» About this exercise
State how many lines of the entries hold the string "soil". Reply with the number alone.

═════ Information provided

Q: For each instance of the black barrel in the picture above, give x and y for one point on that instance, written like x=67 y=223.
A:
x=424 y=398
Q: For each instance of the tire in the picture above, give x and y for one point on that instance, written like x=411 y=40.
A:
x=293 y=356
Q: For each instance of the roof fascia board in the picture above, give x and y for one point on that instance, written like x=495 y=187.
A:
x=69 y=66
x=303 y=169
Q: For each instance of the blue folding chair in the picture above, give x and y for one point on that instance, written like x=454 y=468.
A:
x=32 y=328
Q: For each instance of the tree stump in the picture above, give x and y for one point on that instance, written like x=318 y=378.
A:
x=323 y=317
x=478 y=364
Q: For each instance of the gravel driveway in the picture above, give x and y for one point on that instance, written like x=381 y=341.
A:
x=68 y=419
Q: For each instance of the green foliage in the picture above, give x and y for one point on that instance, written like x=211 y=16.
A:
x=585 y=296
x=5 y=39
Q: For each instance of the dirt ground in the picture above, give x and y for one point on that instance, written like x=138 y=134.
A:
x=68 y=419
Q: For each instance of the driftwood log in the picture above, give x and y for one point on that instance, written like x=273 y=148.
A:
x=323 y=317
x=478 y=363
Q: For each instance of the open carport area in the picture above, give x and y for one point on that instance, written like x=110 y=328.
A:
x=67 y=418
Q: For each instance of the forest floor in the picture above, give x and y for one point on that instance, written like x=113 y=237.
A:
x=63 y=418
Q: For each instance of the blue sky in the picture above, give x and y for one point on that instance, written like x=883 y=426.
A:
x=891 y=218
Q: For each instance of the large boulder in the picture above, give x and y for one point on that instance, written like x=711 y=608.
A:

══════════
═════ Information provided

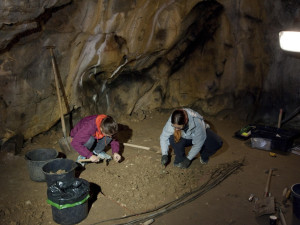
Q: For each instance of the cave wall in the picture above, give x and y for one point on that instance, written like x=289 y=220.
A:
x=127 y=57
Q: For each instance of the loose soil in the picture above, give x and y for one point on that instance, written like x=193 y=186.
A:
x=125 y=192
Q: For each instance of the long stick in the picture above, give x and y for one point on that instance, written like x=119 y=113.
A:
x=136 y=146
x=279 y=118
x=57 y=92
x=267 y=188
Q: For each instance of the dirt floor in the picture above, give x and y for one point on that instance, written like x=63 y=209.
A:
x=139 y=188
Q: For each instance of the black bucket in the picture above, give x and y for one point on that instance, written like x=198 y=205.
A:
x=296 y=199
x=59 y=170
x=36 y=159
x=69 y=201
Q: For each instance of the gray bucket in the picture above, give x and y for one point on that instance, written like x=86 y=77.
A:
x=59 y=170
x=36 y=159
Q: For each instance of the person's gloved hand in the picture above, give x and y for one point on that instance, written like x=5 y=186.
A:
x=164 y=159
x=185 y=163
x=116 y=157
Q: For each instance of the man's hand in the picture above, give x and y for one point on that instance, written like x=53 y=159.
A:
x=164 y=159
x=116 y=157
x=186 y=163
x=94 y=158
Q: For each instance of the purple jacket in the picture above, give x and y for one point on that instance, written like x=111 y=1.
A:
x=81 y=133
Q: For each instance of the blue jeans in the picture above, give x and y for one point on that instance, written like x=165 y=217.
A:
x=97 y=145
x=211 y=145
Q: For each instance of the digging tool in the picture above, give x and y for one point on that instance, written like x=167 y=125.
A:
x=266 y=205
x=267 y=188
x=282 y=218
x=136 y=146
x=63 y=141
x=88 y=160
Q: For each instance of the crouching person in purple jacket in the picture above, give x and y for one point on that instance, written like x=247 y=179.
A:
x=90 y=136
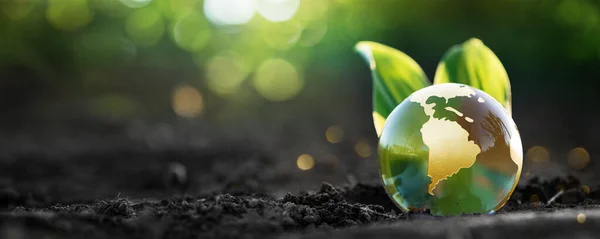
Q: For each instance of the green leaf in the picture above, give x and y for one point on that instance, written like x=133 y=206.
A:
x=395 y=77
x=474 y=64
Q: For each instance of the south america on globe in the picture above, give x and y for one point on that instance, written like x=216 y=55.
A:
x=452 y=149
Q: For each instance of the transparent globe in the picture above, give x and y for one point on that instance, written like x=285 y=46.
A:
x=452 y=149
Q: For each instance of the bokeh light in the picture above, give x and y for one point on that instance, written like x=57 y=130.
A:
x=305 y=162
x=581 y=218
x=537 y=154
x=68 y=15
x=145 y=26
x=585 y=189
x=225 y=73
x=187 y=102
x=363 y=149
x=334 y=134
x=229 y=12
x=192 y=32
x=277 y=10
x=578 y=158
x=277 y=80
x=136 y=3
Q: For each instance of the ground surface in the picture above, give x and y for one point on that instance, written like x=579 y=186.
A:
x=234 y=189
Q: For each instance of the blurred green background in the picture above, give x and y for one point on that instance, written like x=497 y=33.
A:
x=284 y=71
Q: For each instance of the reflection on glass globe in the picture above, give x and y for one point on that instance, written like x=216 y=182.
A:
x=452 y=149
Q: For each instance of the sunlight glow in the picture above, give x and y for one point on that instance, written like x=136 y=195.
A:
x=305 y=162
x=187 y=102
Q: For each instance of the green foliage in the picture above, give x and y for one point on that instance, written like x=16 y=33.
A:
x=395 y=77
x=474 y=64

══════════
═════ Information provided

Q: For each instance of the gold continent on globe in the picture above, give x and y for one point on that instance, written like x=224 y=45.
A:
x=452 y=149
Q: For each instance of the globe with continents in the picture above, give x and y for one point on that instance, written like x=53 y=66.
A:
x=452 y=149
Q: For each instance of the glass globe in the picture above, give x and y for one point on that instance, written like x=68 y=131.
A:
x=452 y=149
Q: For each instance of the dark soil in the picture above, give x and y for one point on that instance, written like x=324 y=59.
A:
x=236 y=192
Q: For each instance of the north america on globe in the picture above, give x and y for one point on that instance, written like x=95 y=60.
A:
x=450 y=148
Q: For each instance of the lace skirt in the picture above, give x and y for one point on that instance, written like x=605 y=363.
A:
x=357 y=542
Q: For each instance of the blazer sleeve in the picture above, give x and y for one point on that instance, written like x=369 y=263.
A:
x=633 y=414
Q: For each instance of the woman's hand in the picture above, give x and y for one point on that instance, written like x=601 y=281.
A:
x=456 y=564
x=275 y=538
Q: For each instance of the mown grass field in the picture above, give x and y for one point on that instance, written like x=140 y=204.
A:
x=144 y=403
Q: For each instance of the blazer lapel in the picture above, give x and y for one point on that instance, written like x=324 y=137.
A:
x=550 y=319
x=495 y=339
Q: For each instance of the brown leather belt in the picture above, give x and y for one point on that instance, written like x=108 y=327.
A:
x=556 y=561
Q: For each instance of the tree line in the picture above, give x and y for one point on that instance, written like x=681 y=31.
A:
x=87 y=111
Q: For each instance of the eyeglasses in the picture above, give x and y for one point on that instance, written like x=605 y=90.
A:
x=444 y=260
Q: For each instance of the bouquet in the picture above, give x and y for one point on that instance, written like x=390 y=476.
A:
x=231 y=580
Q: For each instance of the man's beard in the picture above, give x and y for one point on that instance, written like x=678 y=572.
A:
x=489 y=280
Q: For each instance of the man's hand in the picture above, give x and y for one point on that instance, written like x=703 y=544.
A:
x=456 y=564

══════════

» Response area
2